__REQUIREMENT__
Please rewrite the troubleshooting article starting at "The network tab shows" and ending at "check run viewer.", replacing "network tab" with "Network panel".

__SOURCE TEXT__
Let’s start with a simple example of a failing test. In this case my web shop’s category view is supposed to look like this:
A user expects to be able to find top sellers and hidden gems in the category view.
But now, my check on this page is failing, and I’d like to figure out why. The pattern is sudden and complete, with all checks failing, starting a few hours ago.
Reader, I’ll level with you: the purpose of this article is to get you to do more than checking the video on a failed check. But before I offer more routes to check I wish to acknowledge we all start by checking the video. A video has the great benefit of showing both the failure and the ‘normal’ behavior of the check up until that point, it reminds us what page we were loading and there’s a good chance that the failure is visual enough to show up right away.
In this example, the gap between the video and what we expect in the screenshot above is significant, the ‘bottom sellers’ section of the page is missing entirely.
So, of course, we’re all going to check the video capture early in the troubleshooting process. But while the video is nice for finding glaring issues but doesn’t offer much detail beyond that. To know why this page doesn’t look right, we need to go a few steps beyond.
The network tab is often a good next step when the video didn’t have our answer: without loading the full trace it’s a quick way to see if anything failed to load or loaded very slowly.
The network tab shows the same details you’d get from a browser’s dev tools
In this case, the only failed kit was a fontawesome library, which seems unlikely to break a page component, so it’s time to move on!
If you’re investigating a check with extremely strange or stochastic results, you might wonder ‘this check retried twice before it reported failure, how did those other check runs go?’ We know since we got an alert the other check runs also failed, but to go deeper just use the drop-down on the top left of the check run viewer.
You can select each attempt in the drop-down.
When trying to interpret a failure, especially during a late night incident response process, it’s helpful to get a summary of how this failure affects users, written in plain English. Translating technical error messages into a more readable format is something that language models excel at, so you may want to try out our AI Impact Analysis tool. For this failure, the analysis looks pretty spot on: users can’t see a section labelled ‘bottom sellers’
AI Impact analysis is a beta feature, which you can switch on in your account settings.
While the AI explainer is helpful in figuring out the scope of the problem, to go further we really need the big guns: the full trace of this test session.
How many times has a user reported a failure somewhere on your site, and you’ve wished they could send a full trace from their dev tools? In some support teams, asking for this browser trace is a common first step in the diagnosis process. For problems detected early with Checkly, the same detailed information is available as soon as you get an alert. Click the trace button to get the whole story.
The magic happens under the ‘trace’ button.
The full trace will load, let’s step through some of the information on the trace view:
If you notice that the page took a second or two to fully load, and you’re worried it caused the expect.toBeVisible
call to fail: probably not! Remember that Playwright’s auto-waiting ensures that the element will be found as soon as it loads, and your test won’t fail just because of a flash of unformatted content.
Effective incident diagnosis begins with understanding the patterns in your check failures before diving into detailed traces. Starting with the video replay is natural, as it provides immediate visual context, but the real answers often lie in the network logs, console errors, and full traces.
Ultimately, Checkly equips you with the data needed to move from alert to resolution efficiently. By combining pattern recognition with detailed trace analysis, you can diagnose issues faster, reduce downtime, and maintain a seamless user experience. For further optimization, explore fine-tuning check frequencies and retry strategies to minimize detection time—because the sooner you find the problem, the sooner you can fix it.

__LISTED RECORDS__

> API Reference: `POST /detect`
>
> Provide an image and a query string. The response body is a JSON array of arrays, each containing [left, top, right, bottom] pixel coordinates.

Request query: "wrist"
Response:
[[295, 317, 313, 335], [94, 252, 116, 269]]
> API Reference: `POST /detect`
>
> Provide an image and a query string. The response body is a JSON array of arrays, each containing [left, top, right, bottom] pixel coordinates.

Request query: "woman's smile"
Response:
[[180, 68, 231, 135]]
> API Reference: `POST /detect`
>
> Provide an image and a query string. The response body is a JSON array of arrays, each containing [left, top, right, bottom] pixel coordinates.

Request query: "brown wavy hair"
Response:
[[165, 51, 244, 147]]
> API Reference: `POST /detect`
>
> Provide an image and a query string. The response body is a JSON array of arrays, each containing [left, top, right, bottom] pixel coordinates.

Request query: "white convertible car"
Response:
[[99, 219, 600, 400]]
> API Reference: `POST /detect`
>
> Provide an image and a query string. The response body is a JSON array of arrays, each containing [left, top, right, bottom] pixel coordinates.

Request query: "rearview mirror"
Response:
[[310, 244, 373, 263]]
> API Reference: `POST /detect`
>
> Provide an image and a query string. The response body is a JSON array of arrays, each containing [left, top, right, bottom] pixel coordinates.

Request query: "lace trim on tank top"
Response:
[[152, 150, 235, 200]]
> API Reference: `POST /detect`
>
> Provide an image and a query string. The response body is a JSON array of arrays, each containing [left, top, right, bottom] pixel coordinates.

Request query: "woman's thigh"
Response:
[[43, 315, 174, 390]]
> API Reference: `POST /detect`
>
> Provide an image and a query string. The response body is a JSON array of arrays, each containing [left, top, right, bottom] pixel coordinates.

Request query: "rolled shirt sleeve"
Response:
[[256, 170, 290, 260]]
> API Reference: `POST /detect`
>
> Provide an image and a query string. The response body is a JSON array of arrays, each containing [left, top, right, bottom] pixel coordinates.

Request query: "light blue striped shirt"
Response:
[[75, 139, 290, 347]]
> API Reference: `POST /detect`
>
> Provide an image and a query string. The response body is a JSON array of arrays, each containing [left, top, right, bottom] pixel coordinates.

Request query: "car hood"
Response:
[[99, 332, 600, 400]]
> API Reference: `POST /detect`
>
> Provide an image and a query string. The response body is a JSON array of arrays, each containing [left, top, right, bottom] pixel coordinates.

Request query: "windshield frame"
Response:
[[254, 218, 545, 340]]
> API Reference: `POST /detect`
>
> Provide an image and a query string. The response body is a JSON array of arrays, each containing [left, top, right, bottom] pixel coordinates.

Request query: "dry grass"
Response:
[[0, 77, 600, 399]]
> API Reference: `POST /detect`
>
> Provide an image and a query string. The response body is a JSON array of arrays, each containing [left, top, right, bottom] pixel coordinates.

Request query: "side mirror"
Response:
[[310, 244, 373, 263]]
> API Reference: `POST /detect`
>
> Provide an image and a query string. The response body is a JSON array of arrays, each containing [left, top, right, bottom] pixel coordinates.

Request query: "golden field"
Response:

__OUTPUT OF THE EXERCISE__
The Network panel shows the same details you’d get from a browser’s dev tools
In this case, the only failed kit was a fontawesome library, which seems unlikely to break a page component, so it’s time to move on!
If you’re investigating a check with extremely strange or stochastic results, you might wonder ‘this check retried twice before it reported failure, how did those other check runs go?’ We know since we got an alert the other check runs also failed, but to go deeper just use the drop-down on the top left of the check run viewer.